EXCERPT:
○ ○ ○ ○ ○
# VZAccess Verizon Wireless missing driver.



## zerieth (May 31, 2008)

Hey, I am new here and I need some help. Today my computer got system restored by a tech friend and not only did he restore it but he stuck in a 3* bigger memory and a larger hard drive (WOOT!):grin:. We live in the country and use Verizon Wireless internet. When I went to reinstall it the thing said it couldn't find a Data Interface Driver needed for the cable. I can't figure it out and my friend was, for once, stumped. Anyone know how to help me? I can't use my sisters computer forever.


----------



## Houndog777 (May 17, 2007)

Hi, could you give us the model & number of your adapter.
For Example; Verizon Wireless PC 5750

Meanwhile, look here........
○ ○ ○ ○ ○
WRITTEN REQUEST 1: Write out the part of the Verizon Wireless driver thread that opens with the words containing "# VZAccess Verizon" and closes with "sisters computer forever.".
WRITTEN REQUEST 2: Condense the paragraph of the Verizon Wireless driver thread that begins "Hey, I am new here" into a shorter version that keeps its main facts.
WRITTEN REQUEST 3: Carry on the Verizon Wireless driver thread from the point where it stops.
The data that comes after the Verizon Wireless driver thread is not needed for this work.
○ ○ ○ ○ ○
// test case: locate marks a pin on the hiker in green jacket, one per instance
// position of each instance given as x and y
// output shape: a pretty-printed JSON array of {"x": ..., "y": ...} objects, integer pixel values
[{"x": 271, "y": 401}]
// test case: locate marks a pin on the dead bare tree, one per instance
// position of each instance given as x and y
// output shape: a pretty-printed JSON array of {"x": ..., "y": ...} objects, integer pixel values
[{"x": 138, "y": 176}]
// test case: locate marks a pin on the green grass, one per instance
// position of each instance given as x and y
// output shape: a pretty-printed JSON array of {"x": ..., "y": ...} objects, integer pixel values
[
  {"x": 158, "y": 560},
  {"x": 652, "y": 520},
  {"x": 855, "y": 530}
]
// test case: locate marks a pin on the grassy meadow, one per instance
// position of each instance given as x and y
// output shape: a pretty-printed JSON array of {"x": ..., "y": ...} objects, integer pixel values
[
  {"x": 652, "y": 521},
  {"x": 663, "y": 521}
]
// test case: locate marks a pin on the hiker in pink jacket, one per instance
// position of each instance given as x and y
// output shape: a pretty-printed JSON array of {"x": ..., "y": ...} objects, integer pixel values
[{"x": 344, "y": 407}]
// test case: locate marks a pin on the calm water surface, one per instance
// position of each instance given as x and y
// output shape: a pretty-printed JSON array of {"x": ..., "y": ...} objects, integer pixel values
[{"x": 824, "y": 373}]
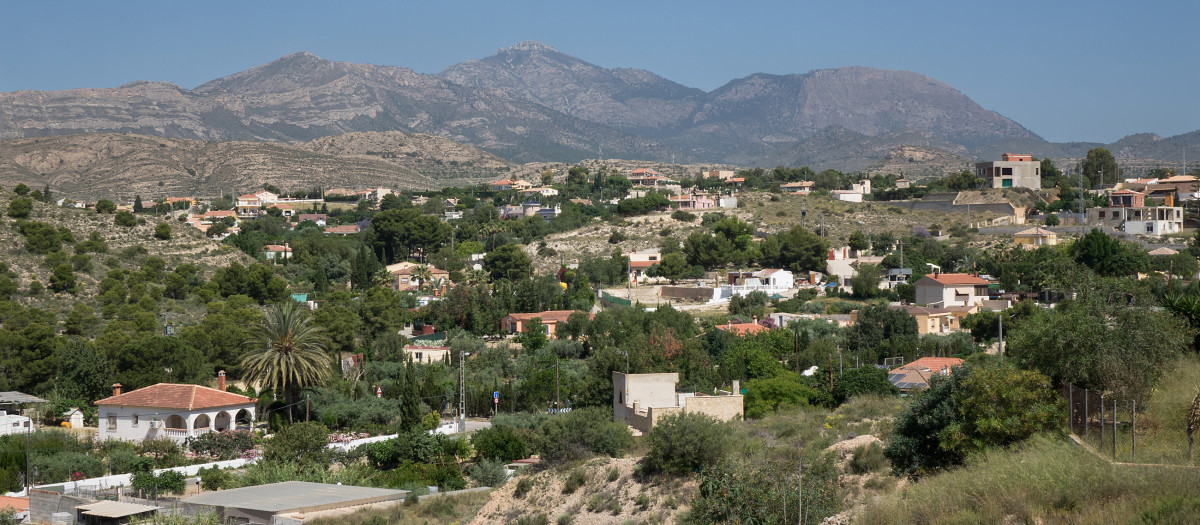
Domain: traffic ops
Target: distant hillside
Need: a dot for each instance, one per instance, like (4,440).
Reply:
(533,103)
(121,166)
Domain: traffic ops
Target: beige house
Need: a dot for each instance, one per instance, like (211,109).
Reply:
(1012,170)
(951,289)
(550,319)
(1035,237)
(931,320)
(427,355)
(173,411)
(641,399)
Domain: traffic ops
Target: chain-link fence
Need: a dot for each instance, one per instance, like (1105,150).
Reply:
(1109,424)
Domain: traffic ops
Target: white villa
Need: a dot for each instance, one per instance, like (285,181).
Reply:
(771,281)
(175,411)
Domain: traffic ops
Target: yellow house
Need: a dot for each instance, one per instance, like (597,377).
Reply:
(1035,237)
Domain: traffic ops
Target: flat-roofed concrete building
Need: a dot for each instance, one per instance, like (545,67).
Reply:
(641,399)
(1012,170)
(267,504)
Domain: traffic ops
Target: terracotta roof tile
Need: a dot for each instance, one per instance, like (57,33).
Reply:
(172,396)
(955,278)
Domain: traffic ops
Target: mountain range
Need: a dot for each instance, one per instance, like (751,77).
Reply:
(531,102)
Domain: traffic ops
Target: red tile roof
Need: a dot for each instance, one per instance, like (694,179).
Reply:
(547,317)
(180,397)
(18,504)
(957,278)
(743,329)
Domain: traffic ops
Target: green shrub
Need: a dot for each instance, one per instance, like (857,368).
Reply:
(66,466)
(166,482)
(124,218)
(162,231)
(489,472)
(683,442)
(499,442)
(21,207)
(304,442)
(868,458)
(125,460)
(581,433)
(214,478)
(522,487)
(863,380)
(575,480)
(684,216)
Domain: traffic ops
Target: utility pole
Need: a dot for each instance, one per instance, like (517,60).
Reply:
(1000,319)
(629,271)
(462,391)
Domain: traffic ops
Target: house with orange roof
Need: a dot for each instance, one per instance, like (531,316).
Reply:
(173,411)
(951,289)
(917,374)
(274,252)
(251,204)
(743,329)
(550,319)
(1035,237)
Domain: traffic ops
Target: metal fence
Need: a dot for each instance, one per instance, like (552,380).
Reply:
(1107,423)
(609,300)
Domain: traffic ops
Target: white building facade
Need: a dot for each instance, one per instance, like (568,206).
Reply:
(174,411)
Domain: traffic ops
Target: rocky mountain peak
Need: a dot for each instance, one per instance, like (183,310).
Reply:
(529,46)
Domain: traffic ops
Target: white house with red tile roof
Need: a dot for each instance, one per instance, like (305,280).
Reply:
(917,374)
(951,290)
(769,281)
(174,411)
(550,319)
(277,251)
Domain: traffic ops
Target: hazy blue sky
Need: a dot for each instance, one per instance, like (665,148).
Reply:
(1090,71)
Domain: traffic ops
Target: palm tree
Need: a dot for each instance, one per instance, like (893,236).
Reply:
(423,275)
(287,352)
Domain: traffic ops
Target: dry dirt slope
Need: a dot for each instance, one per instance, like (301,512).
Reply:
(610,494)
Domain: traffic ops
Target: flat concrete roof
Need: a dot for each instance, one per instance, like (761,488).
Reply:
(297,496)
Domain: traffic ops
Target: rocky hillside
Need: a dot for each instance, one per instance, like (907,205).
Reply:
(533,103)
(121,166)
(631,100)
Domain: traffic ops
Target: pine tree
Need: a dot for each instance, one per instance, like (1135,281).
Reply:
(409,400)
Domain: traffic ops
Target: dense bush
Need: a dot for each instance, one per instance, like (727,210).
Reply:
(863,380)
(222,445)
(214,478)
(66,466)
(767,396)
(301,442)
(683,442)
(489,472)
(679,215)
(21,207)
(969,411)
(868,458)
(166,482)
(124,218)
(581,433)
(498,442)
(162,231)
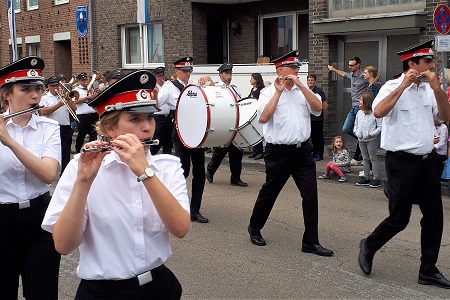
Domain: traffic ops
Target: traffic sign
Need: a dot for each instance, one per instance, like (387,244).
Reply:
(441,19)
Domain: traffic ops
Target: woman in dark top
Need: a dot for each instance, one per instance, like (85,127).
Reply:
(258,84)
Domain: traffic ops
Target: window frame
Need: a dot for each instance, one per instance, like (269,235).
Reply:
(294,16)
(34,7)
(17,7)
(123,39)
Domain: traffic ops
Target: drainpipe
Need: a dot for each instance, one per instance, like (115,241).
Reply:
(91,35)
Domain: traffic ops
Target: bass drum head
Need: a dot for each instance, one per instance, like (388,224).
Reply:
(191,116)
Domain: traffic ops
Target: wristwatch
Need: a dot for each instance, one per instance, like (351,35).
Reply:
(148,173)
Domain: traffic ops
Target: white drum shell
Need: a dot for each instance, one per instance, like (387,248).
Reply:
(249,132)
(206,116)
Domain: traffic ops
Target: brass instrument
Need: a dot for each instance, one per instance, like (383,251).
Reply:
(25,111)
(69,96)
(91,84)
(109,146)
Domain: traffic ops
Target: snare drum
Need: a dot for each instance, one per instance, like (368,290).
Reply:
(249,132)
(206,116)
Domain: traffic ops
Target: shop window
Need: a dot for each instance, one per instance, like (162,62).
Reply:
(152,46)
(280,34)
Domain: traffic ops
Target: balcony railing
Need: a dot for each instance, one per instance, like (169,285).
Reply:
(352,8)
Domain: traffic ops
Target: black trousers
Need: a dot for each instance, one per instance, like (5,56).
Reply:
(66,143)
(163,132)
(317,138)
(282,162)
(412,178)
(235,155)
(197,156)
(27,251)
(85,127)
(163,286)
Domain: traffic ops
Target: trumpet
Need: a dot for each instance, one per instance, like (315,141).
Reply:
(109,147)
(25,111)
(71,96)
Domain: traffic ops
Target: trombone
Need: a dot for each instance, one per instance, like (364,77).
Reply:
(32,109)
(70,96)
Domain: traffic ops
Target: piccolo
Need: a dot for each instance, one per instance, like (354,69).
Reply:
(25,111)
(109,147)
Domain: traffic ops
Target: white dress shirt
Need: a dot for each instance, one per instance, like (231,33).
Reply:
(61,115)
(41,137)
(123,233)
(83,108)
(291,122)
(165,110)
(409,126)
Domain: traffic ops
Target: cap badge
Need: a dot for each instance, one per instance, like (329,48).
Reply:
(142,95)
(32,73)
(144,78)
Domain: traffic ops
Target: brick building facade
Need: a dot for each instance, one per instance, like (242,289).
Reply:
(47,30)
(214,31)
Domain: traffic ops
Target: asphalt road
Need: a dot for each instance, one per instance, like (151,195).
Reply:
(217,260)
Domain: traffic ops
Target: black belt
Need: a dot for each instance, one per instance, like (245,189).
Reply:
(24,204)
(411,156)
(286,146)
(90,115)
(134,282)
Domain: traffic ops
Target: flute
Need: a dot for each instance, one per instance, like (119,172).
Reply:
(25,111)
(109,147)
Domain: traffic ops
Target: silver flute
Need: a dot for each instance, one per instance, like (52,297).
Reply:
(25,111)
(109,147)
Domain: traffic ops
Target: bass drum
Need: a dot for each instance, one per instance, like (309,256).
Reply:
(249,132)
(206,116)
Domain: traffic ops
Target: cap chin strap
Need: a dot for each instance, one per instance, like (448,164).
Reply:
(122,106)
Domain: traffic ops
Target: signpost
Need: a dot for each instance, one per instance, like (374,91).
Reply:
(441,20)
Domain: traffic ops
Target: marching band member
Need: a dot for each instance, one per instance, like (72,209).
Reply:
(86,114)
(235,154)
(56,110)
(30,153)
(169,94)
(285,109)
(119,206)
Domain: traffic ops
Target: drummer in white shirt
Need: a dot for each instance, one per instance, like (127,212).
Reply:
(169,95)
(235,154)
(119,206)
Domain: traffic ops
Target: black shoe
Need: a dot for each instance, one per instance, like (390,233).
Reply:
(256,237)
(364,258)
(259,156)
(199,218)
(436,279)
(316,249)
(209,177)
(239,183)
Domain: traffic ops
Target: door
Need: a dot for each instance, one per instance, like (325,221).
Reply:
(217,42)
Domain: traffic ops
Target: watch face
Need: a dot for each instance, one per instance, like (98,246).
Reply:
(149,171)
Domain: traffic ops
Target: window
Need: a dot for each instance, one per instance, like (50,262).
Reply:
(16,6)
(32,4)
(152,46)
(351,8)
(34,50)
(280,34)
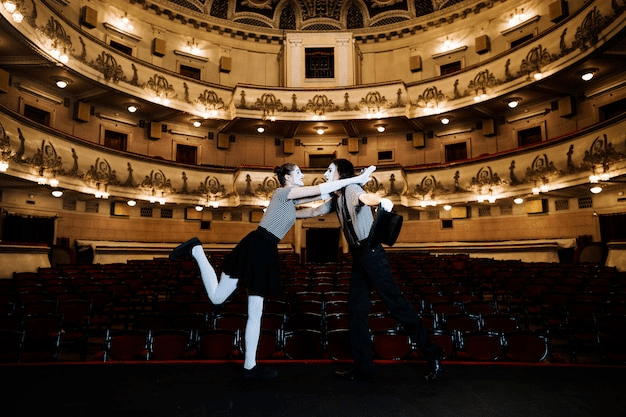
○ ○ ○ ○ ○
EXERCISE OUTPUT 1:
# VZAccess Verizon Wireless missing driver.



## zerieth (May 31, 2008)

Hey, I am new here and I need some help. Today my computer got system restored by a tech friend and not only did he restore it but he stuck in a 3* bigger memory and a larger hard drive (WOOT!):grin:. We live in the country and use Verizon Wireless internet. When I went to reinstall it the thing said it couldn't find a Data Interface Driver needed for the cable. I can't figure it out and my friend was, for once, stumped. Anyone know how to help me? I can't use my sisters computer forever.

EXERCISE OUTPUT 2: A tech friend did a system restore on the poster's computer and installed memory three times larger and a bigger hard drive. The poster lives in the country and uses Verizon Wireless internet. When reinstalling it, the software reported that it couldn't find a Data Interface Driver needed for the cable, and neither the poster nor the friend could solve it. The poster asks for help and can't keep using the sister's computer forever.

EXERCISE OUTPUT 3:
http://vzw.smithmicro.com/download/download.aspx


----------



## zerieth (May 31, 2008)

In the case it won't work, It is USB720


----------



## zerieth (May 31, 2008)

it didn'r work. My dad said there was only one disc. I'm beggining to wonder if thats true. It still says the Data Interface is unknaow and it can't do anything with it.


----------



## Houndog777 (May 17, 2007)

Zerieth,
Have you downloaded and installed VZAccess Manager, as well as the drivers for the USB720?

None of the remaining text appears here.